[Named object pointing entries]
——

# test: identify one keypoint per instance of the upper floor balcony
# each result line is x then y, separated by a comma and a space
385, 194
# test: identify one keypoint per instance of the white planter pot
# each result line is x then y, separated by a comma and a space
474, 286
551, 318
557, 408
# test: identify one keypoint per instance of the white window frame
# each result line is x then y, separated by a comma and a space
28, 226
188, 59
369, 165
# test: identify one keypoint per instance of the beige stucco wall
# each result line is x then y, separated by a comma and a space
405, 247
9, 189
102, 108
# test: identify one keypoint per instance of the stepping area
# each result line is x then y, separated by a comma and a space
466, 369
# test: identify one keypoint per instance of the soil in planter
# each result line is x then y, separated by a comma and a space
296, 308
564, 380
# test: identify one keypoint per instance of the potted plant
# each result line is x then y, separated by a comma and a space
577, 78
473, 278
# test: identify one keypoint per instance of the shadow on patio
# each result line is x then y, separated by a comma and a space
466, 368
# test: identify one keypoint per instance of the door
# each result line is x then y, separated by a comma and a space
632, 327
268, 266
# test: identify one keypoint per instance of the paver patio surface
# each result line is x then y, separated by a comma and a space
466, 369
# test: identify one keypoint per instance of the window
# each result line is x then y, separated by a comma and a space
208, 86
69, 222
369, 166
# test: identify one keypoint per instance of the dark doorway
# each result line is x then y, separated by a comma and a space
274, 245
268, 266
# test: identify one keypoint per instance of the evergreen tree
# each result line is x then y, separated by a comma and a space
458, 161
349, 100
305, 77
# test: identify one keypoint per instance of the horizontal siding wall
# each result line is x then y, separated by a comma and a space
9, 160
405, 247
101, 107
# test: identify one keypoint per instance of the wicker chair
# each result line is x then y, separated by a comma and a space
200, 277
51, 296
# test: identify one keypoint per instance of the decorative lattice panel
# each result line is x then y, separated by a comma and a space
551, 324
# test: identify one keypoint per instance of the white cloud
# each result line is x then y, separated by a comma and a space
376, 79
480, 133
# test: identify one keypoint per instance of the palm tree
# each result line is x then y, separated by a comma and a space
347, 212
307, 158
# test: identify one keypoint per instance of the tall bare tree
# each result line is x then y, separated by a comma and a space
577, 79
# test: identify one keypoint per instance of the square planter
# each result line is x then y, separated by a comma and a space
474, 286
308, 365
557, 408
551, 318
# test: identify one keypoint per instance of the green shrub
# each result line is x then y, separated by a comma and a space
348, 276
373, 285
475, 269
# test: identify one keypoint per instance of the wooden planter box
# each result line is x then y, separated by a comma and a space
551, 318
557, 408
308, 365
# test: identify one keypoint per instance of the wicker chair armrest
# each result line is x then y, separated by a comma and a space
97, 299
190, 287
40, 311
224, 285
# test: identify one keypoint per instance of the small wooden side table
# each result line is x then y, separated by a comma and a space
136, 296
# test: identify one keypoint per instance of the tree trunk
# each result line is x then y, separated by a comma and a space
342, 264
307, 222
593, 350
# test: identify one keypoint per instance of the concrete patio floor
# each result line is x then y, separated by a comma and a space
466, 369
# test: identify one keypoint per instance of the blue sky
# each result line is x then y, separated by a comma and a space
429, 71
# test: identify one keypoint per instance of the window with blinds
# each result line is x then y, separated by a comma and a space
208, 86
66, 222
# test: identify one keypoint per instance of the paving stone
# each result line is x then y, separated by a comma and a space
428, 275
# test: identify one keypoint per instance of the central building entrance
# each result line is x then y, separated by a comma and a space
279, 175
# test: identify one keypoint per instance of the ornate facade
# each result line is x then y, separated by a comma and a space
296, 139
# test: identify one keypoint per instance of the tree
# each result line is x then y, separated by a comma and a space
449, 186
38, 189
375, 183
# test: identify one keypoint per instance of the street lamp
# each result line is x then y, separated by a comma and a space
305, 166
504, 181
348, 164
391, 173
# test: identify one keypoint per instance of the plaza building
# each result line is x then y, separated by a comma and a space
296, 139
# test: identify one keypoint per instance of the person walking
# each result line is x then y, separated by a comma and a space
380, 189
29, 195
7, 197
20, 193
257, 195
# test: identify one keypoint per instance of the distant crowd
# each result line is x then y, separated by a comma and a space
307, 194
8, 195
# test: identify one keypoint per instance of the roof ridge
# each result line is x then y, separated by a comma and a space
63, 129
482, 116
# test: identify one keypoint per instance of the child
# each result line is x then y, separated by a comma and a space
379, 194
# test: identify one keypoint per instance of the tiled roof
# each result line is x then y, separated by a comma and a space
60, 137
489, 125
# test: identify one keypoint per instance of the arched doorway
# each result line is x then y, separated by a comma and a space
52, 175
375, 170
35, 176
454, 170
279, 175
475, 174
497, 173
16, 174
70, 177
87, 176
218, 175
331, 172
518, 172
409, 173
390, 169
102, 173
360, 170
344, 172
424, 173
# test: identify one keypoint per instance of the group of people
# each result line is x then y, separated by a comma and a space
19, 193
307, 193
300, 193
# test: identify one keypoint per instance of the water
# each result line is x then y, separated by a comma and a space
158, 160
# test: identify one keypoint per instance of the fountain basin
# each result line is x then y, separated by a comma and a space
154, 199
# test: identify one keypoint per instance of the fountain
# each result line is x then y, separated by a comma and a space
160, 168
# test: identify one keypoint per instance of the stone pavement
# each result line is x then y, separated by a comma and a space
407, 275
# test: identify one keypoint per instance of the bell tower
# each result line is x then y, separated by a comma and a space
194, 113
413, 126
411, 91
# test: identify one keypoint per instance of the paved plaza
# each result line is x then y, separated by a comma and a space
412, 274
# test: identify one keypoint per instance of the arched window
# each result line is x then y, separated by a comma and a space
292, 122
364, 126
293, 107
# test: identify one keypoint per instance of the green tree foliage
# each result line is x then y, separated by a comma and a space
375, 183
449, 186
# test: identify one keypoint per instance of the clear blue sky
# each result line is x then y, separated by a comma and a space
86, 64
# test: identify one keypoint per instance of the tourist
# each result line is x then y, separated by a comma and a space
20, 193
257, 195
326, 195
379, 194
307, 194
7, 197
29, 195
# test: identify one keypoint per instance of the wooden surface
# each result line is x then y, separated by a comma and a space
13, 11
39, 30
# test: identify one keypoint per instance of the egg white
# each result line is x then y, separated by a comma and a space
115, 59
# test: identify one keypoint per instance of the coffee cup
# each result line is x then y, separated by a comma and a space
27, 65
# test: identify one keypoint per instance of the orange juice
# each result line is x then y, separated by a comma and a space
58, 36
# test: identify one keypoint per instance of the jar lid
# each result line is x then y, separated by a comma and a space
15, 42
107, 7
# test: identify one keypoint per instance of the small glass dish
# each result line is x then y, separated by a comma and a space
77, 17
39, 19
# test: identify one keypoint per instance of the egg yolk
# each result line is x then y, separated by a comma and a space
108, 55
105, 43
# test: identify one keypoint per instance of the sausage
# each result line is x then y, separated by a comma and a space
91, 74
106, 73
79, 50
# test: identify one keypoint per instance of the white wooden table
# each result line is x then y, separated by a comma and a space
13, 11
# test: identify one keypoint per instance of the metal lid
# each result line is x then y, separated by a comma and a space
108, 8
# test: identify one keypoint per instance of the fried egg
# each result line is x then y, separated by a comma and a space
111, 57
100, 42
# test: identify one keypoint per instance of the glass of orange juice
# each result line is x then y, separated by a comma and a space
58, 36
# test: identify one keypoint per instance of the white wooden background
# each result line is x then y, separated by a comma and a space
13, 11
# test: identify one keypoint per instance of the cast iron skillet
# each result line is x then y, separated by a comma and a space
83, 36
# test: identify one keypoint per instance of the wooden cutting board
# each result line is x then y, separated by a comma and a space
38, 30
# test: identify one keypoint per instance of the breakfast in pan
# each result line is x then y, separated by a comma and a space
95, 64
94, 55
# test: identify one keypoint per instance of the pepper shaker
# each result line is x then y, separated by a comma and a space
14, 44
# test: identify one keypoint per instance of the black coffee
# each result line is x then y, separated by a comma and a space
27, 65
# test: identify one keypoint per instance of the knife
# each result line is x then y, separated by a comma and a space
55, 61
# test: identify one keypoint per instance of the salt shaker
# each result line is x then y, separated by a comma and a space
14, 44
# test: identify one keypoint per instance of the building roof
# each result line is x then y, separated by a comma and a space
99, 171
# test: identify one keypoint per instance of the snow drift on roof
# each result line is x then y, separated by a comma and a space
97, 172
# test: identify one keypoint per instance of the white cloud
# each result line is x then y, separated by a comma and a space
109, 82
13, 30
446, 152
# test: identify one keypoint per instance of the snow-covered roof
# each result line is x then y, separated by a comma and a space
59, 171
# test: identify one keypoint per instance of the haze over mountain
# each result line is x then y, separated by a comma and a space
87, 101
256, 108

——

**Task brief:** Reproduce the material from the line containing "# test: identify one keypoint per instance of the building" through the end, including both the first and last lines.

**Output of the exercise:**
# test: identify one keypoint per instance of the building roof
# each result line is x then y, separated by a comma and a space
99, 171
# test: identify one keypoint per instance of the snow drift on roof
# each result line is x then y, separated by a comma and a space
97, 172
# test: identify one keypoint per instance of the white cloud
# each result line is x then y, separated by a comma and a space
109, 82
13, 30
446, 152
# test: identify one keypoint per instance of the snow-covered roof
# each result line is x then y, separated by a comma and a space
59, 171
# test: identify one keypoint per instance of the haze over mountain
# each result line is x then y, separated by a comma and a space
87, 101
256, 108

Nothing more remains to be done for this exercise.